### WRITTEN EXERCISE
Return each line of the material that contains the word "tattooed". Case counts.

### LISTED ENTRIES

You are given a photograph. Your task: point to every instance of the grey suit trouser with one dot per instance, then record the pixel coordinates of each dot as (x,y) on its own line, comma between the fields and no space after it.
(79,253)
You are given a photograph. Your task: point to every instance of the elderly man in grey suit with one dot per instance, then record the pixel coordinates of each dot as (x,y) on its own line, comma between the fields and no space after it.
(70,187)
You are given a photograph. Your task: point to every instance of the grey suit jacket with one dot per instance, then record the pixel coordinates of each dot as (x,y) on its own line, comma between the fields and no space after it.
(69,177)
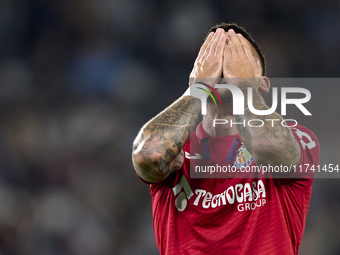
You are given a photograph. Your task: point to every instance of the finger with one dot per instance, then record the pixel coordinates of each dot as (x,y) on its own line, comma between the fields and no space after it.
(236,41)
(231,48)
(205,44)
(219,33)
(221,44)
(227,54)
(246,46)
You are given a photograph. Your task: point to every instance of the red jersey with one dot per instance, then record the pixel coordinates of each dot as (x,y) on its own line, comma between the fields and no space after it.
(234,216)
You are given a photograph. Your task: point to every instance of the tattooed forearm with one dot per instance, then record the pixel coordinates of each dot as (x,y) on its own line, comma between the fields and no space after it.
(157,148)
(271,143)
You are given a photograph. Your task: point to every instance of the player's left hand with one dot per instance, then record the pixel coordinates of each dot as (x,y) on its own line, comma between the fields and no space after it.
(239,62)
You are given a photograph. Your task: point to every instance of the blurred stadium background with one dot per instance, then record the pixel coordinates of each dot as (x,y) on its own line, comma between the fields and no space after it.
(79,78)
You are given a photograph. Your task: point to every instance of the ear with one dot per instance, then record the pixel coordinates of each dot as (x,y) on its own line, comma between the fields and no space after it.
(265,85)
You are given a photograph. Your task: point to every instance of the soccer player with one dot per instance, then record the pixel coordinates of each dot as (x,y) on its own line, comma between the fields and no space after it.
(240,214)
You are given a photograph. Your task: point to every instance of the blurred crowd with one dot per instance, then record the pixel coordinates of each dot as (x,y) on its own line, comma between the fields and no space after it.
(79,78)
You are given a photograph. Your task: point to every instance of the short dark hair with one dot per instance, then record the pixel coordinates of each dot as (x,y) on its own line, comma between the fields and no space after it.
(245,34)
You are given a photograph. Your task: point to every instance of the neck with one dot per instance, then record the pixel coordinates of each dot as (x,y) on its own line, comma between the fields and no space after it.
(224,113)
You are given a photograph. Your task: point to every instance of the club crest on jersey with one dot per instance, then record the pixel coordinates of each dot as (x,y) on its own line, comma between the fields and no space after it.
(243,158)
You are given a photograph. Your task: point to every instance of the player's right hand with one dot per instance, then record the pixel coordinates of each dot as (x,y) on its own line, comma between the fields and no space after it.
(208,64)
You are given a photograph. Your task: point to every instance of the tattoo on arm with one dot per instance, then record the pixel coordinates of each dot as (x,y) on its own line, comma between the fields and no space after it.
(164,136)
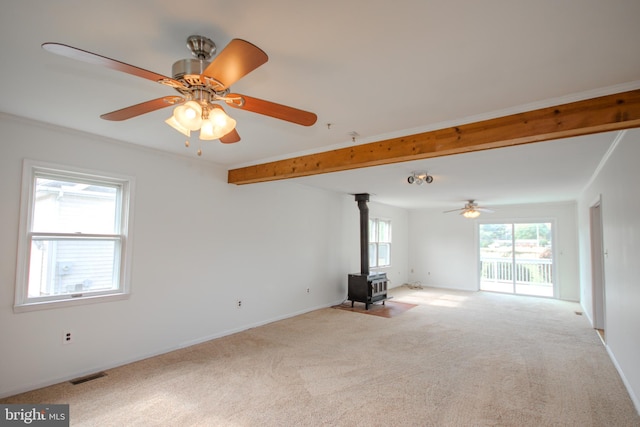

### SOLVED PROBLEM
You are given a photograph. Your task: point to every instance of the tattooed forearm with one dot per instance, then record the pixel coordinates of each dot as (x,y) on its own line, comma between the fields and no space after it.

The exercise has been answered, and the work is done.